_Given text_
Diplomacy is defined as skill in managing negotiations, handling people, etc., so that there is little or no ill will; tact. This is the thesis of my contribution to the famous book series “for dummies,” though I never thought this one would be so vital.
Congress failed this week to block the effectiveness of the recent nuclear agreement between the United States, United Kingdom, France, Germany, China, and Russia with Iran. The real failure of Congress though is not that it was unable to block what has been sold to the public all summer as Obama’s Iran deal. The real failure is that the Congress, and others, have undermined American diplomacy by behaving as if our executive branch is not empowered to engage in diplomacy abroad.
Too many of our elected officials seem to be infected with some sort of rare virus that makes it difficult for them to understand to what they were specifically elected. Let’s review, shall we?
The President, including our current one, is elected as the head of state, and the head of the executive branch of government. Presidents, according to the Congressional Research Service, have reached nearly 20,000 international executive agreements since 1789. Just over 1,000 of them have been ratified by Congress. Presidents are in charge of diplomacy for us, not Congress. Like it or not.
Lately for those who don’t like it, it has become fashionable to engage in a trend of pretending that our head of state isn’t exactly that. Should Congress be empowered to negotiate with foreign governments? Should individual states, through their Governors alone, be able to decide whether they will honor deals agreed to by a President and a foreign country?
In my draft version of “Diplomacy for Dummies,” our government will not send Congress, and it’s 535 negotiators, to negotiate any deals, with any foreign governments. Ever. I thought about scenarios when sending the 50 governors might work, since that was a more manageable and incredibly more popular bunch. But then I imagined them debating the dinner menu or the bus route to the summit and realized they would likely starve and be lost before they got their chance to close any deal. So they were cut from the negotiator list as well.

(Dataset entries)
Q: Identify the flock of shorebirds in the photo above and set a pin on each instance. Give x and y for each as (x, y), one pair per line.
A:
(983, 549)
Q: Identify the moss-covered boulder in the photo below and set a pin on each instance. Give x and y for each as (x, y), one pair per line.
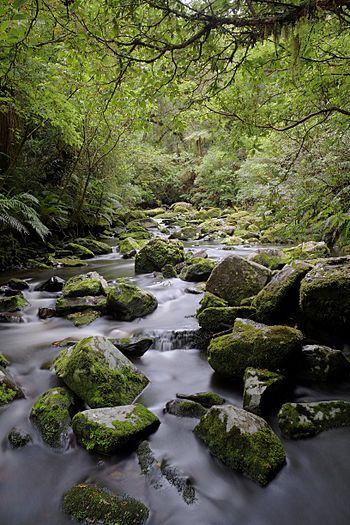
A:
(254, 345)
(13, 303)
(219, 319)
(86, 284)
(51, 414)
(325, 301)
(235, 278)
(262, 389)
(185, 408)
(302, 420)
(9, 390)
(157, 253)
(242, 441)
(106, 430)
(321, 364)
(198, 270)
(206, 399)
(70, 305)
(278, 301)
(92, 504)
(126, 302)
(99, 373)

_Tasks to carry out_
(1) Reproduce word for word the passage of the diplomacy essay that begins at "Lately for those" and stops after "list as well.".
(2) Answer these questions from the diplomacy essay:
(a) According to the Congressional Research Service, about how many international executive agreements have Presidents reached since 1789?
(b) How many negotiators does the essay say Congress has?
(c) What two things does the author imagine the governors debating?

_Task-by-task results_
(1)
Lately for those who don’t like it, it has become fashionable to engage in a trend of pretending that our head of state isn’t exactly that. Should Congress be empowered to negotiate with foreign governments? Should individual states, through their Governors alone, be able to decide whether they will honor deals agreed to by a President and a foreign country?
In my draft version of “Diplomacy for Dummies,” our government will not send Congress, and it’s 535 negotiators, to negotiate any deals, with any foreign governments. Ever. I thought about scenarios when sending the 50 governors might work, since that was a more manageable and incredibly more popular bunch. But then I imagined them debating the dinner menu or the bus route to the summit and realized they would likely starve and be lost before they got their chance to close any deal. So they were cut from the negotiator list as well.

(2)
(a) Nearly 20,000.
(b) 535.
(c) The dinner menu and the bus route to the summit.